'''

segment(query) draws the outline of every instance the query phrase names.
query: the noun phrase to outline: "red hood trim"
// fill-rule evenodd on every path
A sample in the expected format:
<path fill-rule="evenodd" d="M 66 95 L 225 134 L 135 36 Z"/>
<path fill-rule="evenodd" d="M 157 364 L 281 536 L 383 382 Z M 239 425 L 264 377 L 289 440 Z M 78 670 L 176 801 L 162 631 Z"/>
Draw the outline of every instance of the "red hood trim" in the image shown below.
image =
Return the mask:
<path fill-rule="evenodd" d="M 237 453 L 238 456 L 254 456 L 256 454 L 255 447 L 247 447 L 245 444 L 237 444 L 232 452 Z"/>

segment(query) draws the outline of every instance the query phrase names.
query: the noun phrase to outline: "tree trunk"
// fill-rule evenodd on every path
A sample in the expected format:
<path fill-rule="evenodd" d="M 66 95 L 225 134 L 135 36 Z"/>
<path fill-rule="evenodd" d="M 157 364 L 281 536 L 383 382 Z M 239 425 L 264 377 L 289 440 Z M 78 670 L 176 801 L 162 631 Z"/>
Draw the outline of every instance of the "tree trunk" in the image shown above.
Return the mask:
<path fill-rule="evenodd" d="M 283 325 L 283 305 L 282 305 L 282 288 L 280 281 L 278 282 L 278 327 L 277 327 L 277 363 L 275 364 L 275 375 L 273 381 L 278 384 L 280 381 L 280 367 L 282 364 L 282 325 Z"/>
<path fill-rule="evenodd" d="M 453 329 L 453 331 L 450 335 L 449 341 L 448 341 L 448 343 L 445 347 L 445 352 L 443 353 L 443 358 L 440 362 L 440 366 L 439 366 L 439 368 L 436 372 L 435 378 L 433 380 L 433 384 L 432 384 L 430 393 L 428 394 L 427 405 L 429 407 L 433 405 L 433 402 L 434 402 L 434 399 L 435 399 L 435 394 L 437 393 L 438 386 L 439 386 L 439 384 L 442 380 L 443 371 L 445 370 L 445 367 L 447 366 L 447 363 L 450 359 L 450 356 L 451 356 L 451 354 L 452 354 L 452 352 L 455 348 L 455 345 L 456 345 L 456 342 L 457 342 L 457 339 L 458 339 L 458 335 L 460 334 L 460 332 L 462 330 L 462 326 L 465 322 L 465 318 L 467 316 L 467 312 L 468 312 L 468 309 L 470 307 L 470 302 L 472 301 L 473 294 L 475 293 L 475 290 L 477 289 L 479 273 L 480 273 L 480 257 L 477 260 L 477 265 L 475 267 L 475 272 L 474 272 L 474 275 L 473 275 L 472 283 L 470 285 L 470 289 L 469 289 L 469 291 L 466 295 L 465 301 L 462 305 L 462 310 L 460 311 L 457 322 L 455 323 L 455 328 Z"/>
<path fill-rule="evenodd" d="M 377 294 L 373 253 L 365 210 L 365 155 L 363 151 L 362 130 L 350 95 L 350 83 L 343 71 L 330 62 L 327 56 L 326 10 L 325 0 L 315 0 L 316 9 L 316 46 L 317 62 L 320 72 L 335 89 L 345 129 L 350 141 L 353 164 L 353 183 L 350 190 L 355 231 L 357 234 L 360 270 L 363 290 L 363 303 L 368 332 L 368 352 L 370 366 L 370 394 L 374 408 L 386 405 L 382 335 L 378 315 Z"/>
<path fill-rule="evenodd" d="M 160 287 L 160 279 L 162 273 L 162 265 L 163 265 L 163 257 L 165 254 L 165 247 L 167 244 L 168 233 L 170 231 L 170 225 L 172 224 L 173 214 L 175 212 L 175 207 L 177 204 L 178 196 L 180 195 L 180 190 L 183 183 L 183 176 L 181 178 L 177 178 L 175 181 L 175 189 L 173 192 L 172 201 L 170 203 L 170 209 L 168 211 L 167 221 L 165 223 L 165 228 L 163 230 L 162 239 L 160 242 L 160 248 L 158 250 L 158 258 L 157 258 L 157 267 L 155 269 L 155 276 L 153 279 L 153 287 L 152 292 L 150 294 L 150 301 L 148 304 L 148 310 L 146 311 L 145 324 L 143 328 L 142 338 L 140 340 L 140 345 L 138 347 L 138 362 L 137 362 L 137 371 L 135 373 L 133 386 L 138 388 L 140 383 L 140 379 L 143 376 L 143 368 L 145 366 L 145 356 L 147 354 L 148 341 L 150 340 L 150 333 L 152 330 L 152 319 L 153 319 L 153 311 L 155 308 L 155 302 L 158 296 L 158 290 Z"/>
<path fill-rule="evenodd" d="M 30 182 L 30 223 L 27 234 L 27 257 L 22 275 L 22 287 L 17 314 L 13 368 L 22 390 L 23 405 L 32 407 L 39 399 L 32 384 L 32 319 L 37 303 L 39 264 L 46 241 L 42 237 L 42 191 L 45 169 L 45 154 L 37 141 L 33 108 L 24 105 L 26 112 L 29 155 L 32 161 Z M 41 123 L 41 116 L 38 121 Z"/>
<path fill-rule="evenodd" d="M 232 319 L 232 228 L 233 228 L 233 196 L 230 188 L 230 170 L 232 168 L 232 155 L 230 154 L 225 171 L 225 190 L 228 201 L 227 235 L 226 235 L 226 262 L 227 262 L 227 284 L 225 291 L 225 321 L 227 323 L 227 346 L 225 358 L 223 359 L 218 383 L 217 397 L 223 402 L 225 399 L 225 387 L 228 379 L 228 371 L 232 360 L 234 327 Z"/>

'''

From the first line of the data above through the line containing "image shown above.", repeat each line exactly, and add nothing.

» Answer to the problem:
segment(query) draws the outline of every instance the query phrase names.
query: the noun phrase to outline: "red hood trim"
// fill-rule evenodd on every path
A sample in the expected format:
<path fill-rule="evenodd" d="M 66 95 L 225 134 L 135 36 Z"/>
<path fill-rule="evenodd" d="M 157 364 L 281 536 L 383 382 Z M 239 425 L 264 377 L 289 440 Z M 78 670 L 176 801 L 162 631 Z"/>
Draw the outline of every instance of the "red hood trim" in the image shown below.
image =
Return the mask:
<path fill-rule="evenodd" d="M 237 453 L 238 456 L 254 456 L 256 454 L 255 447 L 247 447 L 245 444 L 237 444 L 232 452 Z"/>

segment(query) draws the outline of every instance the query phrase names.
query: the noun phrase to outline: "tree trunk"
// fill-rule evenodd on every path
A sample in the expected format:
<path fill-rule="evenodd" d="M 66 95 L 225 134 L 135 36 Z"/>
<path fill-rule="evenodd" d="M 157 364 L 281 536 L 383 382 Z M 239 425 L 264 377 L 289 440 Z M 78 670 L 176 801 L 162 631 Z"/>
Draw the outline of every instance of the "tree trunk" in the image shown above.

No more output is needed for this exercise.